START EXTRACTED DATA

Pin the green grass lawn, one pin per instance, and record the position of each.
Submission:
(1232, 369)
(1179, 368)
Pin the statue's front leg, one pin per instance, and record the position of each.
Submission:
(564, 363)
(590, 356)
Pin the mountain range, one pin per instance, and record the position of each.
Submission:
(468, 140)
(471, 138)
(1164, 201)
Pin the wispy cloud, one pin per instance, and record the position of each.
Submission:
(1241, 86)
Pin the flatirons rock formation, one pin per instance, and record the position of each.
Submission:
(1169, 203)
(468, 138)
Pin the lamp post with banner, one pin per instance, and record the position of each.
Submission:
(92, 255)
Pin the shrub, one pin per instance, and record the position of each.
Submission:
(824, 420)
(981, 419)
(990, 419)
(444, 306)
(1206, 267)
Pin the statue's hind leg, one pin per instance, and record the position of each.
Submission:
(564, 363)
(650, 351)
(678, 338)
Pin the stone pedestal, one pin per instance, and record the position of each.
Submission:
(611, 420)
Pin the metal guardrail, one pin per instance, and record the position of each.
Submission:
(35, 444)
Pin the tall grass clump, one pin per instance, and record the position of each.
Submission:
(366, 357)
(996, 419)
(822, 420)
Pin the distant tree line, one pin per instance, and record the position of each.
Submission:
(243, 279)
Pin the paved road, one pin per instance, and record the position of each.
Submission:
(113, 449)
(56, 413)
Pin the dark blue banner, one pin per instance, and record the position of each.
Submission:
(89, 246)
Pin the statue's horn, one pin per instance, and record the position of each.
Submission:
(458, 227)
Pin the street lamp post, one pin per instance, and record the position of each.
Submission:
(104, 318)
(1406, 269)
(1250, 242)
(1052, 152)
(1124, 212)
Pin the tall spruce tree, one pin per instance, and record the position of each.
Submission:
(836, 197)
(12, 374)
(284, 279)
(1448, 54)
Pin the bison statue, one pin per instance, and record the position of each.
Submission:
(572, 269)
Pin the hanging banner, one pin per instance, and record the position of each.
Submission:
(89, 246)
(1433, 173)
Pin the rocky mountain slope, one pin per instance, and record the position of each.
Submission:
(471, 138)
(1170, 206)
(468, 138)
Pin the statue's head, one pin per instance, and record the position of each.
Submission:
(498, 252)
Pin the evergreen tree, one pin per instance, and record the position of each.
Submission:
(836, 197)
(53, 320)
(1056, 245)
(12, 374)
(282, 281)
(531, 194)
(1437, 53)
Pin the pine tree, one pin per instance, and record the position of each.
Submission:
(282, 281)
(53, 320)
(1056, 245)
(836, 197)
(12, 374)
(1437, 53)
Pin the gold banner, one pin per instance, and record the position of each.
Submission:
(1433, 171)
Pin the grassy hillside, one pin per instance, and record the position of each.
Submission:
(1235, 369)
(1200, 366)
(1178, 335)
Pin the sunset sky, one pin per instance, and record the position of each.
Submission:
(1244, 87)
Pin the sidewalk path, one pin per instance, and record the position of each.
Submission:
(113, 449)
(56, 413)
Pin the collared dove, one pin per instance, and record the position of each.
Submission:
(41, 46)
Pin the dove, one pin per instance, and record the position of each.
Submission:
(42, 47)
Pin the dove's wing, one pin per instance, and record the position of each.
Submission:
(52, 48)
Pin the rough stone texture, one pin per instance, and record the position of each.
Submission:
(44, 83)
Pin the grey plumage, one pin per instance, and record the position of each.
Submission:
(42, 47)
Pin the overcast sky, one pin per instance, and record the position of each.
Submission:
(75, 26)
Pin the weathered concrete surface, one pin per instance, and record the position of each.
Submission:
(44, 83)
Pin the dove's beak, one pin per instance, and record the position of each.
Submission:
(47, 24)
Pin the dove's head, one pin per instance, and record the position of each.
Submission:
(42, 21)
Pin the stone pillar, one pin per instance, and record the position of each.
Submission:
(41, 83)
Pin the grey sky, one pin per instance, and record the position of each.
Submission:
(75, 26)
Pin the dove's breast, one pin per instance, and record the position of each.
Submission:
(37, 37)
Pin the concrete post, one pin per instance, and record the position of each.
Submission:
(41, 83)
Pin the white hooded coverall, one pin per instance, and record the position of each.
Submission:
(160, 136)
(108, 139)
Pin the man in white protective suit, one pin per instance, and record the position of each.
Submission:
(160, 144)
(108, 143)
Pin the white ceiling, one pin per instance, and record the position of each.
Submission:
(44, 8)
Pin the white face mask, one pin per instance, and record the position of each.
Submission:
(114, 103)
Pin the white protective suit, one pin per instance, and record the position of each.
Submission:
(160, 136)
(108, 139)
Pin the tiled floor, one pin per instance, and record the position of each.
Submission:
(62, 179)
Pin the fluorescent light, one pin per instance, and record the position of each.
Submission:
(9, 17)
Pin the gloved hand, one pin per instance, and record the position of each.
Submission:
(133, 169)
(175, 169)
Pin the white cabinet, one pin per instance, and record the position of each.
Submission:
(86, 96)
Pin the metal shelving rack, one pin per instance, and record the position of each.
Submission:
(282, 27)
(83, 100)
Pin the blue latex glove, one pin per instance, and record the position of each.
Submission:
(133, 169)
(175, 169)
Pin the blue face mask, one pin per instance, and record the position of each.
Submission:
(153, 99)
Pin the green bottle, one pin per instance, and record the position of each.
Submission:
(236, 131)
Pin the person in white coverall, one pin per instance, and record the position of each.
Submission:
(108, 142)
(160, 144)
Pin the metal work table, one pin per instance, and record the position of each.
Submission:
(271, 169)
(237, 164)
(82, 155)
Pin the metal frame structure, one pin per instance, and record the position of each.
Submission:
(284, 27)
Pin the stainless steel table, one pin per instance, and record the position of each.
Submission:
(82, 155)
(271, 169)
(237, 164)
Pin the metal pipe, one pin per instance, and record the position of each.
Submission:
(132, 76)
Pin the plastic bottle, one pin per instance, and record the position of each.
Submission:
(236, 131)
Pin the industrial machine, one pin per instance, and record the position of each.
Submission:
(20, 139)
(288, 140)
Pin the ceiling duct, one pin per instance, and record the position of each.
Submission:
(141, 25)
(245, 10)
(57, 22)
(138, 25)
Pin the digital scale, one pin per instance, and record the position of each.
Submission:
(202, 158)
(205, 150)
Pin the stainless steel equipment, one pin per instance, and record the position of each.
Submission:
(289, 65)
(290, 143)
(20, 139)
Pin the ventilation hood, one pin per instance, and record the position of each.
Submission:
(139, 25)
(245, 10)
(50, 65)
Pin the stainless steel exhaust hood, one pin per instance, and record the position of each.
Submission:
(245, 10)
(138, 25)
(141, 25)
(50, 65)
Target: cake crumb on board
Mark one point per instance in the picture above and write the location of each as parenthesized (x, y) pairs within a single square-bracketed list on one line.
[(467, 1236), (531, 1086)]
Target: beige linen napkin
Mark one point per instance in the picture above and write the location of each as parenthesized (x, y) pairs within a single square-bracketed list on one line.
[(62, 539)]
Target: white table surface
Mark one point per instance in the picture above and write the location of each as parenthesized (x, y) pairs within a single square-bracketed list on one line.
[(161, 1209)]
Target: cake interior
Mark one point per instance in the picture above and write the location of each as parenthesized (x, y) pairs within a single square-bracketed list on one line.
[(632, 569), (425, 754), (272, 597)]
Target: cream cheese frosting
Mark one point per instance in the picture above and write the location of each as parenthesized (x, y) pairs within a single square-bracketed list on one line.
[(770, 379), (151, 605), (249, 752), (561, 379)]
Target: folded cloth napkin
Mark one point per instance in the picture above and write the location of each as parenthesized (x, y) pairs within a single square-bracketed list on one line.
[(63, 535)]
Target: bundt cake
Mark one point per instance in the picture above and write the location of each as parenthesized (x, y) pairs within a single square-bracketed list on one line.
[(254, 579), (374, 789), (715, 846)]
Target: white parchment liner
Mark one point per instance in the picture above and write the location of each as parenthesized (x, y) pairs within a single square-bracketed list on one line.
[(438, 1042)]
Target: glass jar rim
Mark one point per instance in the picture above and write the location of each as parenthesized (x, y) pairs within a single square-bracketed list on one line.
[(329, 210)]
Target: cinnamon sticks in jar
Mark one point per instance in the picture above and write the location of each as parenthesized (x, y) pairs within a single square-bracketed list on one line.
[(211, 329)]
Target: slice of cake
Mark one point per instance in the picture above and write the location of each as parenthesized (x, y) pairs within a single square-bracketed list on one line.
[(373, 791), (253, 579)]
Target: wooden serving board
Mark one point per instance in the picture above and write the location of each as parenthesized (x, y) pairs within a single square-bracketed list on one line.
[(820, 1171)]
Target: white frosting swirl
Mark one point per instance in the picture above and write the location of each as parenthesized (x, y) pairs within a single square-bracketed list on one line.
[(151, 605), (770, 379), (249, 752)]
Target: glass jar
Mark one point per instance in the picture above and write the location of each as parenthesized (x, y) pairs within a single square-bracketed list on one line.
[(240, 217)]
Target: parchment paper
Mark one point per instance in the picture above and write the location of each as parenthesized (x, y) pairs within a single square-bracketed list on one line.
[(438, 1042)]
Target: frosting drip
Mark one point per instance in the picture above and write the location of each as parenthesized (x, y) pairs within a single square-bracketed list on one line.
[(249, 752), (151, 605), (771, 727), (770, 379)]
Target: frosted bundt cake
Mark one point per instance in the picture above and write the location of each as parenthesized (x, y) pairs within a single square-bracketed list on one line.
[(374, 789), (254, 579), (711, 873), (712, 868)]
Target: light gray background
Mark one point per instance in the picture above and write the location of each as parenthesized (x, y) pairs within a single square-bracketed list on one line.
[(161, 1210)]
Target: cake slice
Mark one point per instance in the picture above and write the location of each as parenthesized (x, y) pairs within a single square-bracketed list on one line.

END EXTRACTED DATA

Only the lines above from the line with "Pin the stainless steel exhaust" to the line with "Target: cake crumb on board", those two lines included, should be reproduced exactly.

Pin the stainless steel exhaust hood, one pin per instance, and record the position of each.
Submission:
(245, 10)
(138, 25)
(141, 25)
(50, 65)
Target: cake crumb on board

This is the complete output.